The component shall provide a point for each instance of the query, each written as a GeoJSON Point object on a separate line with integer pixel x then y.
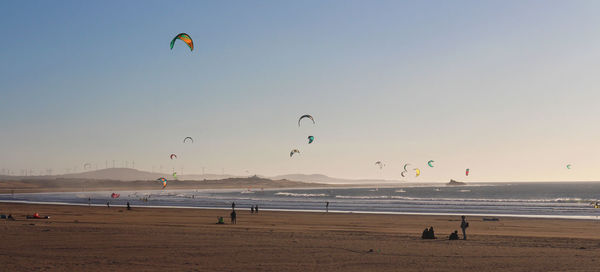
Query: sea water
{"type": "Point", "coordinates": [553, 200]}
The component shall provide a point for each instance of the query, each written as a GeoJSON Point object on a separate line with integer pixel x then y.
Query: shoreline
{"type": "Point", "coordinates": [79, 238]}
{"type": "Point", "coordinates": [525, 216]}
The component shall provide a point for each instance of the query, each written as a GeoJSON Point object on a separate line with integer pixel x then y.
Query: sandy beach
{"type": "Point", "coordinates": [81, 238]}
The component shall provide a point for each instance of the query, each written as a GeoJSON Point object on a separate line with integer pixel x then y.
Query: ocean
{"type": "Point", "coordinates": [552, 200]}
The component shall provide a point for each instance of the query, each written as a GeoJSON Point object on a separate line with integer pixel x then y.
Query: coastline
{"type": "Point", "coordinates": [495, 215]}
{"type": "Point", "coordinates": [78, 238]}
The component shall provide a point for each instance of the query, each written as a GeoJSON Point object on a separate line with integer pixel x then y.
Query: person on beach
{"type": "Point", "coordinates": [233, 217]}
{"type": "Point", "coordinates": [454, 235]}
{"type": "Point", "coordinates": [463, 226]}
{"type": "Point", "coordinates": [425, 234]}
{"type": "Point", "coordinates": [431, 233]}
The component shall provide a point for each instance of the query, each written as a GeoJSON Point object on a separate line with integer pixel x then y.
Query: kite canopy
{"type": "Point", "coordinates": [306, 116]}
{"type": "Point", "coordinates": [164, 181]}
{"type": "Point", "coordinates": [185, 38]}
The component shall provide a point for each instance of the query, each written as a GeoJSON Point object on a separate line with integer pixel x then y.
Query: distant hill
{"type": "Point", "coordinates": [129, 174]}
{"type": "Point", "coordinates": [82, 185]}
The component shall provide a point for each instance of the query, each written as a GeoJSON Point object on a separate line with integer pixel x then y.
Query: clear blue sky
{"type": "Point", "coordinates": [508, 89]}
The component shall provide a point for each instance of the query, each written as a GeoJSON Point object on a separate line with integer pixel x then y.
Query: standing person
{"type": "Point", "coordinates": [464, 225]}
{"type": "Point", "coordinates": [233, 217]}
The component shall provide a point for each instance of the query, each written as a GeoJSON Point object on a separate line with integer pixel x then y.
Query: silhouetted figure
{"type": "Point", "coordinates": [425, 234]}
{"type": "Point", "coordinates": [453, 236]}
{"type": "Point", "coordinates": [233, 217]}
{"type": "Point", "coordinates": [463, 226]}
{"type": "Point", "coordinates": [428, 233]}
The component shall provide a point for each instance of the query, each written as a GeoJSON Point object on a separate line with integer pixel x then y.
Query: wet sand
{"type": "Point", "coordinates": [80, 238]}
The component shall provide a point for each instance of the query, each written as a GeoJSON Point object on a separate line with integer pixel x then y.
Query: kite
{"type": "Point", "coordinates": [185, 38]}
{"type": "Point", "coordinates": [164, 181]}
{"type": "Point", "coordinates": [306, 116]}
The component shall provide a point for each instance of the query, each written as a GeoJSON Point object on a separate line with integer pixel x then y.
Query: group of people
{"type": "Point", "coordinates": [428, 233]}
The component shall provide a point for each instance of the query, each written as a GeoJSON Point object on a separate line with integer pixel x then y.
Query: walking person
{"type": "Point", "coordinates": [233, 217]}
{"type": "Point", "coordinates": [463, 226]}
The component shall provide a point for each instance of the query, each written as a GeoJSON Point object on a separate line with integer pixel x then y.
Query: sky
{"type": "Point", "coordinates": [507, 89]}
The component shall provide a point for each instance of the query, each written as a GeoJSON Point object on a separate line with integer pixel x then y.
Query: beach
{"type": "Point", "coordinates": [81, 238]}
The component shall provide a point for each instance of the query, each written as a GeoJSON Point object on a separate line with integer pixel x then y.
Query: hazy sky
{"type": "Point", "coordinates": [508, 89]}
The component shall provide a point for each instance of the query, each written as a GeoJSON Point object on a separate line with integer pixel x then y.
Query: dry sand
{"type": "Point", "coordinates": [79, 238]}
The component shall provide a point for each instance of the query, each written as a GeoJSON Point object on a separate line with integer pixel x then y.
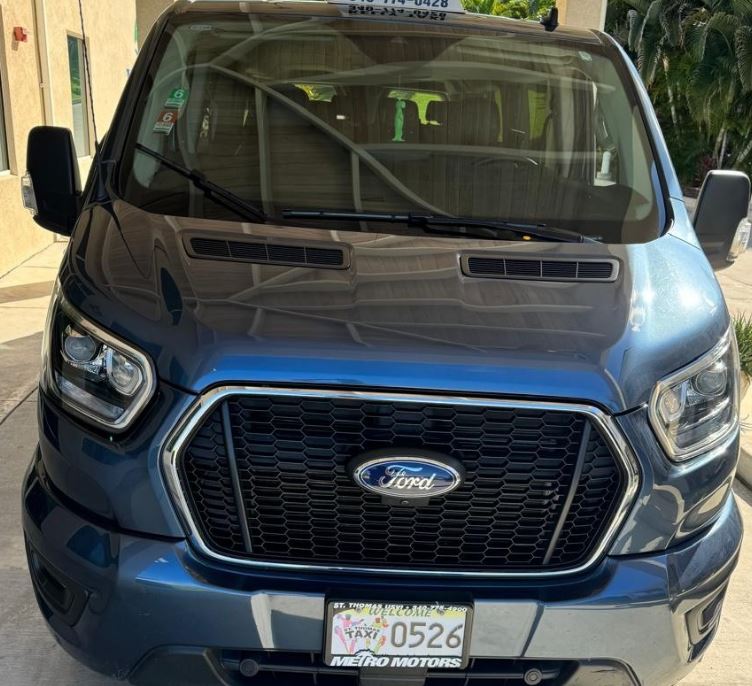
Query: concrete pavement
{"type": "Point", "coordinates": [28, 653]}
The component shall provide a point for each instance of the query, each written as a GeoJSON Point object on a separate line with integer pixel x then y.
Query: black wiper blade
{"type": "Point", "coordinates": [216, 192]}
{"type": "Point", "coordinates": [448, 225]}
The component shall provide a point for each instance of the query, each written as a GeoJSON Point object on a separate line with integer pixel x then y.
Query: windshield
{"type": "Point", "coordinates": [358, 115]}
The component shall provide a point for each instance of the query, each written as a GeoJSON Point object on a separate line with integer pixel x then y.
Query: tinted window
{"type": "Point", "coordinates": [294, 112]}
{"type": "Point", "coordinates": [79, 95]}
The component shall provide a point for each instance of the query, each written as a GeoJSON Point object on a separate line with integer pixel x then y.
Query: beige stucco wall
{"type": "Point", "coordinates": [110, 28]}
{"type": "Point", "coordinates": [148, 12]}
{"type": "Point", "coordinates": [588, 14]}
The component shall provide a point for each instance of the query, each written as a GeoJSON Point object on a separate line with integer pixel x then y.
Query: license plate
{"type": "Point", "coordinates": [397, 635]}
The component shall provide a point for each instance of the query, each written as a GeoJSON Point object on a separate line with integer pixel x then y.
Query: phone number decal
{"type": "Point", "coordinates": [404, 13]}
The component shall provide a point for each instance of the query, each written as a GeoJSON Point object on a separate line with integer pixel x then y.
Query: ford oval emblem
{"type": "Point", "coordinates": [407, 475]}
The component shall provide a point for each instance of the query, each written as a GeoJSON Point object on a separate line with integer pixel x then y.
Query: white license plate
{"type": "Point", "coordinates": [397, 635]}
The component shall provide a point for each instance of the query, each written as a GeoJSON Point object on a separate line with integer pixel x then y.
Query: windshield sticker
{"type": "Point", "coordinates": [377, 11]}
{"type": "Point", "coordinates": [166, 122]}
{"type": "Point", "coordinates": [178, 98]}
{"type": "Point", "coordinates": [427, 10]}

Problem to work on:
Print every record exactly, without the pictures.

Written solution:
The component shall provide a point for each instance of the query, each written as a GeoJSON Point object on a separate line with integer pixel x then y.
Query: sea water
{"type": "Point", "coordinates": [553, 200]}
The component shall provide a point for each instance of the query, each written as a GeoJSON Point object on a separate line with integer pixel x then y.
Query: shoreline
{"type": "Point", "coordinates": [79, 238]}
{"type": "Point", "coordinates": [525, 216]}
The component shall provide a point for each instance of the query, each written as a GeoJSON Point object on a separate line with integer pixel x then y.
Query: sandy beach
{"type": "Point", "coordinates": [81, 238]}
The component shall provide a point for each instance of the query, each written as a GeoJSON Point object on a separate line with integer pixel x then y.
Query: ocean
{"type": "Point", "coordinates": [552, 200]}
The component shall provide a point for each instance of the query, each written as a GeoJSON Point object on a separate line with integer pixel x then y.
Query: coastline
{"type": "Point", "coordinates": [495, 215]}
{"type": "Point", "coordinates": [78, 238]}
The component shall provide a point for each instance of the query, each written as a GeoJSON Point object on a separate line with integer pixel x then y.
Query: person on beach
{"type": "Point", "coordinates": [233, 217]}
{"type": "Point", "coordinates": [454, 235]}
{"type": "Point", "coordinates": [463, 226]}
{"type": "Point", "coordinates": [425, 234]}
{"type": "Point", "coordinates": [431, 233]}
The component shall provide a point for each instance of the query, each written as a GeoJSON Point object on a separate line with integer pixel x then y.
Query: kite canopy
{"type": "Point", "coordinates": [306, 116]}
{"type": "Point", "coordinates": [164, 181]}
{"type": "Point", "coordinates": [185, 38]}
The component shall provide a point for each instance of the query, each written as a GeoJSON Point object on a separate line with integer pixel x then y.
Query: distant hill
{"type": "Point", "coordinates": [129, 174]}
{"type": "Point", "coordinates": [82, 185]}
The component shall provide a point for each instance of the query, each written as a GeoJSON Point object on a separate line with integer pixel x then y.
Query: clear blue sky
{"type": "Point", "coordinates": [508, 89]}
The component shall provide a point for each instance of the query, each written as a GeoJSON Point object on a separate line with integer pixel x then y.
Query: standing person
{"type": "Point", "coordinates": [464, 225]}
{"type": "Point", "coordinates": [233, 217]}
The component shall provide a point for each instance of the query, each written as a GeoJSON Point object on a separate line with integer pixel x then y.
Query: silhouetted figure
{"type": "Point", "coordinates": [425, 234]}
{"type": "Point", "coordinates": [453, 236]}
{"type": "Point", "coordinates": [233, 217]}
{"type": "Point", "coordinates": [463, 226]}
{"type": "Point", "coordinates": [428, 233]}
The component shall provide a point for each instance of the query, each written as a GeoJSON Point object on a separate line with integer pixel x then y.
Query: wet sand
{"type": "Point", "coordinates": [80, 238]}
The component shall provide a point for each instance of the query, each written as a GeoJSON Point object on a separate line with integer pixel x then y.
Query: kite
{"type": "Point", "coordinates": [185, 38]}
{"type": "Point", "coordinates": [164, 181]}
{"type": "Point", "coordinates": [306, 116]}
The component shall provide a point for each instance of the query, each written as a GeoJSON Point object on a separate line with integer pixel x then y.
Query: group of people
{"type": "Point", "coordinates": [428, 233]}
The component shall provide a point for each instance of the query, each written as a GeoJSON Point object on a separate line with integer pixel x then y.
Query: walking person
{"type": "Point", "coordinates": [233, 217]}
{"type": "Point", "coordinates": [463, 226]}
The component shall provide a point for each instance of the query, each written as a GeoJSON Point object on a separate line with integer pixel x then y.
Query: sky
{"type": "Point", "coordinates": [507, 89]}
The component shall provide a point for each instance of the query, each written as a GeoJSON Point object on a separate line with integer pixel x then y.
Query: beach
{"type": "Point", "coordinates": [81, 238]}
The component shall provide a point for each instance of the query, each written as a GeoJSON Point object on a separate line with integer pixel x then y.
Query: hazy sky
{"type": "Point", "coordinates": [508, 89]}
The component shall provide a point for each instance of the query, each written as a GeoJSON Point object on a separate line with integer pixel x then y.
Query: dry sand
{"type": "Point", "coordinates": [79, 238]}
The component shall provide a point for each instance of the query, each written as a GeoJSON Point object on a separate line with integer pixel x then y.
Query: concrete pavement
{"type": "Point", "coordinates": [28, 653]}
The component shall provide a point for each instance of the query, each written as a GeoJSON Point object on a separate line with integer pixel x then y.
Query: black wiper blade
{"type": "Point", "coordinates": [216, 192]}
{"type": "Point", "coordinates": [448, 225]}
The component shall provide a point for each instance of the query, each written as a GeoJSON Point object on a separate line with integer pixel x then y.
Query: windshield
{"type": "Point", "coordinates": [358, 115]}
The component shall provide a point for each instance of the query, each written as a GeoJSON Point object on a separate line with integer pixel x then y.
Query: tinted window
{"type": "Point", "coordinates": [294, 112]}
{"type": "Point", "coordinates": [79, 95]}
The component shall provide a point for each instance of the query, each written as a GeoJSON Point object on a separate line with integer pixel x then y.
Query: beige stucco wall
{"type": "Point", "coordinates": [110, 28]}
{"type": "Point", "coordinates": [148, 12]}
{"type": "Point", "coordinates": [588, 14]}
The component shall provide a point for each instance of the query, each written as a GeoJSON Point object on a separate line with integer pixel x then y.
Query: license plate
{"type": "Point", "coordinates": [397, 635]}
The component shall provide a point for each instance of the query, each written as a GeoJSON Point object on a separate line with integer pixel x then y.
Query: phone number decal
{"type": "Point", "coordinates": [404, 13]}
The component shall provide a point for each instance of the query, each written as a GeoJSON Point object on a separate line with integer pixel x then y.
Query: ford oval emblem
{"type": "Point", "coordinates": [407, 475]}
The component shall provide a point for each instance of the query, each written as a GeoJSON Point object on a separate line with integer pixel x then y.
Query: white license plate
{"type": "Point", "coordinates": [397, 635]}
The component shall provide a point for each instance of the query, each written as a GeoJSON Point object on a separate line with integer pixel x then y.
Query: windshield sticker
{"type": "Point", "coordinates": [377, 11]}
{"type": "Point", "coordinates": [166, 122]}
{"type": "Point", "coordinates": [178, 98]}
{"type": "Point", "coordinates": [427, 10]}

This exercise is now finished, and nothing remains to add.